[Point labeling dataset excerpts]
++++++
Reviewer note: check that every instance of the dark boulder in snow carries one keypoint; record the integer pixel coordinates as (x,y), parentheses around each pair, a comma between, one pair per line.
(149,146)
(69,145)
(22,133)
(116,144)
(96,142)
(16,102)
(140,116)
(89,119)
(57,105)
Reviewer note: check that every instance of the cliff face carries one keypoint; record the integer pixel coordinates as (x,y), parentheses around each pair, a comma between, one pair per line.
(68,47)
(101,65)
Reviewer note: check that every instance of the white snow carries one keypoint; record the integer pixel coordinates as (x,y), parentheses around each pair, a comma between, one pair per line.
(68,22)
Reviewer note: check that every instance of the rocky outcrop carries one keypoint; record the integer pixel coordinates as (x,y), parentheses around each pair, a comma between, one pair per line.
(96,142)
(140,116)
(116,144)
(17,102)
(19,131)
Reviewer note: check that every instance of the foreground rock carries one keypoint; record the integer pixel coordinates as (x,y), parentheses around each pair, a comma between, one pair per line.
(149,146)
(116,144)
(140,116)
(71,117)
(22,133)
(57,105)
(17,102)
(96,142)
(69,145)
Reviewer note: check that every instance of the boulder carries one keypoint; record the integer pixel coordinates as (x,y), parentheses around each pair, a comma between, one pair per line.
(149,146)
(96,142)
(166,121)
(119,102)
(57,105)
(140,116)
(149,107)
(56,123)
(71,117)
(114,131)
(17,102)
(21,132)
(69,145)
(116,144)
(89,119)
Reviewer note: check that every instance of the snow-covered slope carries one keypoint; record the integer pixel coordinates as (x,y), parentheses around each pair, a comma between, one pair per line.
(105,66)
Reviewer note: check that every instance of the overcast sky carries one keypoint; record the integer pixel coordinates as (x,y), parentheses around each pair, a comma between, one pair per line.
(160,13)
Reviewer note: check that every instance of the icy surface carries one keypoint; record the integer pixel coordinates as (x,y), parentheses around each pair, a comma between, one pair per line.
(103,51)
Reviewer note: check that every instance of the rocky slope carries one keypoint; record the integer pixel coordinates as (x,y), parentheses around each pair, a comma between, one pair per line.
++++++
## [Stated task]
Each record must be repeated exactly as it is.

## [Result of this exercise]
Reviewer note: check that every instance of the dark boulder in snow carries one keypoint; record the integer pixel coordinates as (x,y), parentheses around each pair, a comma between, one pair per line.
(149,146)
(69,145)
(22,133)
(116,144)
(96,142)
(16,102)
(140,116)
(89,119)
(57,105)
Reviewer note: check that every instance of the cliff face carries one keypoint; record the integer pixel coordinates as (x,y), parentheses around each pair, a comma between, one pair per line.
(68,47)
(101,65)
Reviewer note: check that every instance of the white snow carries one keypoint; record the integer pixel coordinates as (x,y), parentheses around each pair, a comma between, one pair per line.
(68,22)
Reviewer note: check that every instance of the rocky outcrop carries one keypoint; record the integer pixel coordinates as (x,y), parentheses around each pair, a comma between, one pair per line.
(96,142)
(140,116)
(116,144)
(17,102)
(19,131)
Reviewer note: check that every instance of the foreground rock carries one keypoint; record the integer pixel coordinates as (x,y), parentheses around each pair, a comma between, one pair per line.
(149,146)
(116,144)
(140,116)
(71,117)
(22,133)
(57,105)
(17,102)
(96,142)
(69,145)
Reviewer note: check that every instance of the boulder carries one keypoint; record the integer pixel coordinates as (x,y), parentheses around each pair, a comma between, one pair per line.
(149,146)
(96,142)
(166,121)
(119,102)
(57,105)
(140,116)
(149,107)
(56,123)
(71,117)
(114,131)
(17,102)
(21,132)
(69,145)
(116,144)
(89,119)
Reviewer note: check that every instance of the snow-covered slope carries one keypoint; record the integer pixel coordinates as (x,y), parentheses around each pair, a comma between, one pair per line.
(105,66)
Reviewer note: check that every instance of the overcast sky carries one keypoint; record the integer pixel coordinates as (x,y), parentheses around each pair, a comma between, one pair per line.
(160,13)
Reviewer note: check that every instance of the icy surface carries one keypoint; record the integer pixel coordinates as (x,y), parentheses around each pair, a comma between, one pair per line.
(103,51)
Reviewer note: check that every instance of the rocky slope carries one keypoint; record the integer pixel coordinates as (x,y), parentheses around each pair, a comma between, one pair per line.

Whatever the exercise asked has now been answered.